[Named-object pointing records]
★ ★ ★
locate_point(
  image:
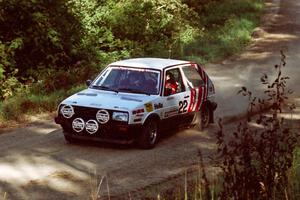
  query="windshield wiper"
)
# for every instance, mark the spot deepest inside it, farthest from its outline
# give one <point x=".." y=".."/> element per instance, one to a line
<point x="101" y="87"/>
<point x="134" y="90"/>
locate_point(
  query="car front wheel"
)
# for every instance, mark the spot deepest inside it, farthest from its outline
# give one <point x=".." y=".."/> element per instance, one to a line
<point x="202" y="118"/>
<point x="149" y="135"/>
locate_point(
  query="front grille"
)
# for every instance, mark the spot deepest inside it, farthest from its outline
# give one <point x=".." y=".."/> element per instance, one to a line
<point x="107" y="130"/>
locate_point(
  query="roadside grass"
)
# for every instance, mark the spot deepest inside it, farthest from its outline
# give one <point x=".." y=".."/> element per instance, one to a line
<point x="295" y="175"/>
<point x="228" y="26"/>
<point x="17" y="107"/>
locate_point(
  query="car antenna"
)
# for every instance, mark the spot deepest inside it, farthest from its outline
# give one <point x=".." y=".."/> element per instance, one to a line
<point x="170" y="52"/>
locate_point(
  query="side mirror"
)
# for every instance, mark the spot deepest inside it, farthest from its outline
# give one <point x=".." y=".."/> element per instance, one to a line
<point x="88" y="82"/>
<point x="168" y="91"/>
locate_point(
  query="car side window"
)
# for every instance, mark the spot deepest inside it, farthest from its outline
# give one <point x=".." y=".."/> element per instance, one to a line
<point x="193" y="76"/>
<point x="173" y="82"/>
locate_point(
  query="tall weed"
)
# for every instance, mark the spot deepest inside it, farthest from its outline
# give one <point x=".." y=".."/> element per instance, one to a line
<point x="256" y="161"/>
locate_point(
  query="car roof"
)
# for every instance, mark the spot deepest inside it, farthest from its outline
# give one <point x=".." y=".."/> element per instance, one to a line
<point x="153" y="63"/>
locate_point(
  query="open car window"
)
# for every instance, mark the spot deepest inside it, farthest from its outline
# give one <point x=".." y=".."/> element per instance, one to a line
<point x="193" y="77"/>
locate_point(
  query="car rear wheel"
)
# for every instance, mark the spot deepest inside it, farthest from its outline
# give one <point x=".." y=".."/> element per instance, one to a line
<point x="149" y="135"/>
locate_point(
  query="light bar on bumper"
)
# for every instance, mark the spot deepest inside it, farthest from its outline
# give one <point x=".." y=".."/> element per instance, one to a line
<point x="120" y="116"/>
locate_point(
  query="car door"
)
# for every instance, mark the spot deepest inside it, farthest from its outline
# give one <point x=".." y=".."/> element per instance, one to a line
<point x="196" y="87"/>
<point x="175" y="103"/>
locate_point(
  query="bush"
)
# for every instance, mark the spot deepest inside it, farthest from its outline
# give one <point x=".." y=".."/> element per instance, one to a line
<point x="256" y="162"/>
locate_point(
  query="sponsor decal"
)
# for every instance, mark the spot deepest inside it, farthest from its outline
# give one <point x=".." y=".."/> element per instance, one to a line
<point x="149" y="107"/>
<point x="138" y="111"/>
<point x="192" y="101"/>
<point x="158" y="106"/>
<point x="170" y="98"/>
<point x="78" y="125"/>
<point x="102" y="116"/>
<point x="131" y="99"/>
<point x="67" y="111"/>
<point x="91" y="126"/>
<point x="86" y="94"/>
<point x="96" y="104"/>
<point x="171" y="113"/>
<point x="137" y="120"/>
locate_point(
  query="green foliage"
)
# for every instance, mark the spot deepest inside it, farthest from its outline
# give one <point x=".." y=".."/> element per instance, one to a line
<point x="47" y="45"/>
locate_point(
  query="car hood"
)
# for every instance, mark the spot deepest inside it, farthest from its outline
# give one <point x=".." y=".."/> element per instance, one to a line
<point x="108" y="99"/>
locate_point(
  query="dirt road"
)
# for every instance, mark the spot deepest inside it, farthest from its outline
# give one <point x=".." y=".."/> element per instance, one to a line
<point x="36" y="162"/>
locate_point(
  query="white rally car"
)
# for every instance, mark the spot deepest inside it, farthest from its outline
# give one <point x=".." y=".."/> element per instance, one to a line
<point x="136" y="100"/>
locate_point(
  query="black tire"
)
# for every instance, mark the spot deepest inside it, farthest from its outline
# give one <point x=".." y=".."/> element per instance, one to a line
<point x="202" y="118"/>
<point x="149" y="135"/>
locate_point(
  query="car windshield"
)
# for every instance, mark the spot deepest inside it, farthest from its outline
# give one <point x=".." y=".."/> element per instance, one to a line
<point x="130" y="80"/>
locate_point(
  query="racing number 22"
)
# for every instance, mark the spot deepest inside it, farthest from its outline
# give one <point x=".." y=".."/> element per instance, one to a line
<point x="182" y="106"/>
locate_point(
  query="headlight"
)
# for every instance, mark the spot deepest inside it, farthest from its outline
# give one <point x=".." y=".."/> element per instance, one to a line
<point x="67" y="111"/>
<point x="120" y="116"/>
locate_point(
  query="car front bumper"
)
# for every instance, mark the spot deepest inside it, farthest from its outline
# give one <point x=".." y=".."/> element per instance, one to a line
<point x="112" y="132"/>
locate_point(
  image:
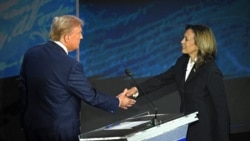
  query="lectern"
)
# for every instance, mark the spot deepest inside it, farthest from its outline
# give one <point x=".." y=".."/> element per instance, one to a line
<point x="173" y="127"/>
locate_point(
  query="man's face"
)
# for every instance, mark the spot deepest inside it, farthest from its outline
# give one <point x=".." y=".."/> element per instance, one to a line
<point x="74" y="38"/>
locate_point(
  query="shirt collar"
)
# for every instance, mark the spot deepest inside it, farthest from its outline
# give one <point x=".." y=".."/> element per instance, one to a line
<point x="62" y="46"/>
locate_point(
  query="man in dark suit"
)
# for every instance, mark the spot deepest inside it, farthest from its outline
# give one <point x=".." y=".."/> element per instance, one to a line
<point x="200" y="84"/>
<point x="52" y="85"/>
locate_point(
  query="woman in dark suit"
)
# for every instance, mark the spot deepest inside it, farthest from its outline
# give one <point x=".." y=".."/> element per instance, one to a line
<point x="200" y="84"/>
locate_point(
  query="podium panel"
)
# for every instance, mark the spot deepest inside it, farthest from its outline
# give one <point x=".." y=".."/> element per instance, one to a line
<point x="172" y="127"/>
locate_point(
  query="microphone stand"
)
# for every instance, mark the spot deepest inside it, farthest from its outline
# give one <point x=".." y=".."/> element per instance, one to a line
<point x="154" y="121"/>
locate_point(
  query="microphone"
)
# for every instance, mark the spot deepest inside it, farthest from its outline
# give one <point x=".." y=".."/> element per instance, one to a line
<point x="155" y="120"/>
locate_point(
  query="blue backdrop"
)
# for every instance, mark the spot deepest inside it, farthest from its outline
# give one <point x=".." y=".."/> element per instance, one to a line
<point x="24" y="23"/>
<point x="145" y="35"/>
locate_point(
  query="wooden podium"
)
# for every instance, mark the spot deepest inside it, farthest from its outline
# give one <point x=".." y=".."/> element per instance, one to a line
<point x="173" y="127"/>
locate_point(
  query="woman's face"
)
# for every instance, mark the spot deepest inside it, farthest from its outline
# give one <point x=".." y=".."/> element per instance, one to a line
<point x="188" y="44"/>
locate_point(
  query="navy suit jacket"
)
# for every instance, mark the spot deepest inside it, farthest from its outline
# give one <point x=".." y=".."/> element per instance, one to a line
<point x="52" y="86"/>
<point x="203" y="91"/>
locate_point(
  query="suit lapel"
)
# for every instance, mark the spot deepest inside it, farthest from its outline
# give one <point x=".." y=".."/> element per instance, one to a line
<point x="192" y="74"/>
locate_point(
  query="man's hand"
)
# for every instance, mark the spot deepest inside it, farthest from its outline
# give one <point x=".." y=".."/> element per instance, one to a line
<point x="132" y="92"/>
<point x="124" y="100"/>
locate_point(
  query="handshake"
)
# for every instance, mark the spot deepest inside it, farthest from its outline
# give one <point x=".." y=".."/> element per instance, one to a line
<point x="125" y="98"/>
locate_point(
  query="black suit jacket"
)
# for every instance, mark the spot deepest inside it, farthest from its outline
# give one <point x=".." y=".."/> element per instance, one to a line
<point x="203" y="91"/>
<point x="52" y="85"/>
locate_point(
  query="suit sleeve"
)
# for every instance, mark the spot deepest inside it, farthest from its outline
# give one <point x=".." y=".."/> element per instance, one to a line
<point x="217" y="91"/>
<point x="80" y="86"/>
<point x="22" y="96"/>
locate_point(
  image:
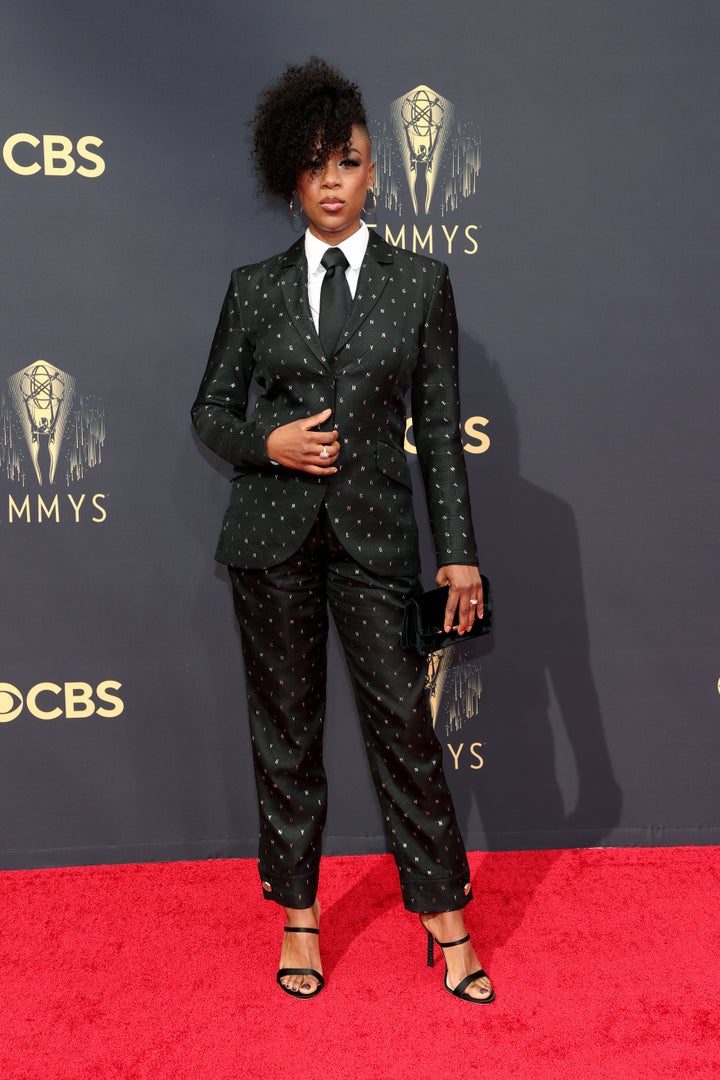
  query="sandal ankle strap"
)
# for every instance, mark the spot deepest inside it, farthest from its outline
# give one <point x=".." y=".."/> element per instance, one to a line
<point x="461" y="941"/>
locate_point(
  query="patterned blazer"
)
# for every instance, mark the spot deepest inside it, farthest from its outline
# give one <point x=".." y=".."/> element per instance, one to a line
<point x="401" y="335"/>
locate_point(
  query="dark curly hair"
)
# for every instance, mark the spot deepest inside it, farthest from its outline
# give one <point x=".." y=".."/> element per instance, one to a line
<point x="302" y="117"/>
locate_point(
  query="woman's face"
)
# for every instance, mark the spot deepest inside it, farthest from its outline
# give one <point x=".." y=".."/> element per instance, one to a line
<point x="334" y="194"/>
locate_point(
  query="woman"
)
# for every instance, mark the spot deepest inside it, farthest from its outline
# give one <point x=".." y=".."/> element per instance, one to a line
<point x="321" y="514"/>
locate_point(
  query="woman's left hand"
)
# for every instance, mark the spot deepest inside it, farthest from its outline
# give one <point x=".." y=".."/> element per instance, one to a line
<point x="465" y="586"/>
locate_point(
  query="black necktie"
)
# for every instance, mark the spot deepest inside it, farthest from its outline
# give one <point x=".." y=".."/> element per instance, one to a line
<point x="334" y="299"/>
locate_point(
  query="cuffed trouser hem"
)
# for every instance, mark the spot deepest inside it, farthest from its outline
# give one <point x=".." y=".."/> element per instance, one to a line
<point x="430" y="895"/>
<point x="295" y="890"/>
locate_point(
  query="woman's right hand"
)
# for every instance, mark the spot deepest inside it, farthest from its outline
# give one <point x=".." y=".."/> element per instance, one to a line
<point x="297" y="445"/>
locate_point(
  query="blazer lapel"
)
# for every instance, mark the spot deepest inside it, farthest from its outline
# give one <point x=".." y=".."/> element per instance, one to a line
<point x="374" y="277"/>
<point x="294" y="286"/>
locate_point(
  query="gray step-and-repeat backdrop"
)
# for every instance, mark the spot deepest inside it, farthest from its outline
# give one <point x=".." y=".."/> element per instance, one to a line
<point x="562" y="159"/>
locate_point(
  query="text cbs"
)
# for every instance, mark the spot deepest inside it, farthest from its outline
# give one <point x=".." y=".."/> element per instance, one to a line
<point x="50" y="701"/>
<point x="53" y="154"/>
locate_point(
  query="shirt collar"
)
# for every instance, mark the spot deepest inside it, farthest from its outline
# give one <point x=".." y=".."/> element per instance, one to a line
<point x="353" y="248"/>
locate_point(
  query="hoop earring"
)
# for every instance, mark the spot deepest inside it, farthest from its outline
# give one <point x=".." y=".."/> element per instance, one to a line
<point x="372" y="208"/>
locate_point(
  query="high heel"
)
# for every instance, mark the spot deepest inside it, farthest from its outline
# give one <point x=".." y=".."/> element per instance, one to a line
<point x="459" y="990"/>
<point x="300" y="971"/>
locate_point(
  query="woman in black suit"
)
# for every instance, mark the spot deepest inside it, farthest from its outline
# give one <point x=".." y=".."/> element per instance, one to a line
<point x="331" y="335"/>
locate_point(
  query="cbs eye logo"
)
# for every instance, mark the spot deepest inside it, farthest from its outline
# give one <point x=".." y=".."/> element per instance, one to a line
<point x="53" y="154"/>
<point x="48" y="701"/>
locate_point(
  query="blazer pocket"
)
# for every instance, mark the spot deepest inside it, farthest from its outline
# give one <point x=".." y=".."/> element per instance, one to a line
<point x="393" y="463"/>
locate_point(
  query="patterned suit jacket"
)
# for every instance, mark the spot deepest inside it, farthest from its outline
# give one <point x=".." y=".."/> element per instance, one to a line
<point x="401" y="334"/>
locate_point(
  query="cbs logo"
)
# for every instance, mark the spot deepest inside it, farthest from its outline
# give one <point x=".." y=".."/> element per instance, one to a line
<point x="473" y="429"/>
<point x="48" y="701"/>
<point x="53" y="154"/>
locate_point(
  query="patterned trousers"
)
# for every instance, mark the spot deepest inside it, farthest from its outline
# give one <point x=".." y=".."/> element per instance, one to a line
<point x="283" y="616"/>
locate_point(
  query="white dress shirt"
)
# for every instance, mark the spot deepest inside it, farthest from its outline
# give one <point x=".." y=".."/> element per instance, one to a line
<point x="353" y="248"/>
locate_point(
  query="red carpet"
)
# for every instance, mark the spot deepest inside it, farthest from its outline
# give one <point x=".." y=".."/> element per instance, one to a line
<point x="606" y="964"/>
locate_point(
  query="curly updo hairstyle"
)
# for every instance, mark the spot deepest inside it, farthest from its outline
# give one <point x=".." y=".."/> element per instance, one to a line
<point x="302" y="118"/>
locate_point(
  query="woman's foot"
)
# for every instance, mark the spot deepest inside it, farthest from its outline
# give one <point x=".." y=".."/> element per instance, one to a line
★ ★ ★
# EXERCISE BRIEF
Filter the rows above, copying every line that contains the string "woman". Treat uppercase and lowercase letters as different.

# RESPONSE BELOW
  query="woman in dark suit"
  query="woman's face"
  query="woman's face"
  query="woman"
  query="woman's left hand"
  query="woman's right hand"
  query="woman in black suit"
  query="woman's foot"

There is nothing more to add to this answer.